## Data entries
>>>>>

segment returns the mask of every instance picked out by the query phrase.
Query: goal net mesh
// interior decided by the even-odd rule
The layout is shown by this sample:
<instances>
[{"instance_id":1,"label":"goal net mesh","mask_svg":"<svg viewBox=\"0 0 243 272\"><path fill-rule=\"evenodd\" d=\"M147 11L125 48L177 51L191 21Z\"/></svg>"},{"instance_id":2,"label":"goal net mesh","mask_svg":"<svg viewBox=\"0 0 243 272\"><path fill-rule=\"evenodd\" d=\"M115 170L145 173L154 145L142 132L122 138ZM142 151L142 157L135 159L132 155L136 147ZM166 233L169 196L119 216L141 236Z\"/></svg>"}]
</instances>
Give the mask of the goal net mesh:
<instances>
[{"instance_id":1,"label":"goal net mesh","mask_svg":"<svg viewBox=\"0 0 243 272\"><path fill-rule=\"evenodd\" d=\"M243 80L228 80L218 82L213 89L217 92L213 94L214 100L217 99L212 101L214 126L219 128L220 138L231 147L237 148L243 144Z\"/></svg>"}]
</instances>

<<<<<

## Aim
Render each line of the records above as a JSON array of strings, with one string per line and no blank lines.

## Correct response
[
  "segment returns the mask of every instance picked out by the query phrase.",
  "Query: goal net mesh",
  "// interior decided by the even-odd rule",
  "The layout is shown by this sample:",
  "<instances>",
  "[{\"instance_id\":1,\"label\":\"goal net mesh\",\"mask_svg\":\"<svg viewBox=\\\"0 0 243 272\\\"><path fill-rule=\\\"evenodd\\\" d=\\\"M147 11L125 48L177 51L191 21Z\\\"/></svg>\"},{\"instance_id\":2,\"label\":\"goal net mesh\",\"mask_svg\":\"<svg viewBox=\\\"0 0 243 272\\\"><path fill-rule=\\\"evenodd\\\" d=\\\"M115 170L145 173L154 145L142 132L122 138ZM142 151L142 157L135 159L132 155L136 147ZM166 233L169 196L119 216L141 236Z\\\"/></svg>\"}]",
  "</instances>",
  "Give the mask of the goal net mesh:",
  "<instances>",
  "[{\"instance_id\":1,\"label\":\"goal net mesh\",\"mask_svg\":\"<svg viewBox=\\\"0 0 243 272\\\"><path fill-rule=\\\"evenodd\\\" d=\\\"M243 80L228 80L218 82L213 89L217 92L213 94L214 100L217 99L212 101L214 126L219 128L220 138L231 147L237 148L243 144Z\\\"/></svg>\"}]",
  "</instances>"
]